**Direction:**
Copy every one of the records below word for word, but leave out the pictures.

##### Entries supplied

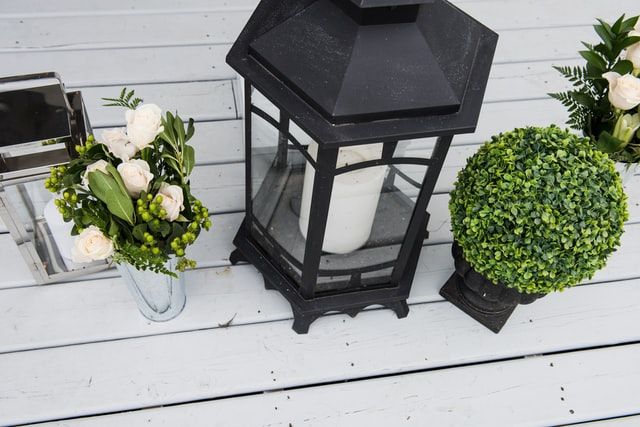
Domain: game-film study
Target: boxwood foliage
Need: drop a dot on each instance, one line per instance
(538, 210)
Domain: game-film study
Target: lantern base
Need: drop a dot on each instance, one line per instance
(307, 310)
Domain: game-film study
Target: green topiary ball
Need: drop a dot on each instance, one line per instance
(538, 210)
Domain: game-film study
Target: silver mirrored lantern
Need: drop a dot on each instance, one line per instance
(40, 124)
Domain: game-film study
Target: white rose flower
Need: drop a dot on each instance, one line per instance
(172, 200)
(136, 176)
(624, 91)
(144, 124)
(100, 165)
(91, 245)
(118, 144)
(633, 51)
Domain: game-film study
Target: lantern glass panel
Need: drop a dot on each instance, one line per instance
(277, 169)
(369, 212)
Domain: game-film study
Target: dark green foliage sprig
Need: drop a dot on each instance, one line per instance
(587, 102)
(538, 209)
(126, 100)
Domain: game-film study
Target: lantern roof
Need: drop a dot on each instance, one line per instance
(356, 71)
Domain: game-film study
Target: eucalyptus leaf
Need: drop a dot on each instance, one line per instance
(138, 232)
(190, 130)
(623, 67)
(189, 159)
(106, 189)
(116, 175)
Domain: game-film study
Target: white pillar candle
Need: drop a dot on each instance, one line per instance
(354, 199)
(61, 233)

##########

**Reply to the exercise:**
Domain: game-film study
Target: boxwood foliage
Need: drop a dot on each instance, one line per instance
(538, 210)
Domain: game-film study
Target: lantern base
Need: drop a dot on each instance, one line per instance
(307, 310)
Domain: game-film study
Target: green topiary ball
Need: drop a dot on each instance, one line per instance
(538, 210)
Domain: game-film study
Target: silver mirrored lantern
Need: drop a dot on each instance, one line per instance
(40, 124)
Domain: game-film study
Target: white rose flower
Need: drop a dot on each instance, one line per instance
(172, 200)
(136, 176)
(624, 91)
(144, 124)
(100, 165)
(91, 245)
(118, 144)
(633, 51)
Domain: game-film study
Target: lantern glass panel
Need: drop a dot on each instance, one line per instance
(277, 169)
(369, 212)
Domain: game-film study
Target: dark green foliage sprig
Need: drop a dot on each instance, one line per instance
(587, 102)
(538, 209)
(126, 100)
Domain: game-film study
Target: lantern roof
Need: drop a dot on each instance, one line per instance
(356, 71)
Domain: game-film study
Target: eucalyptus leaf
Need: drop a dot on each instance, one line per instance
(138, 232)
(190, 130)
(623, 67)
(189, 159)
(106, 189)
(116, 175)
Domain: game-film study
Target: white pillar candle
Need: drop a dot on each instance, one line per instance
(354, 199)
(61, 233)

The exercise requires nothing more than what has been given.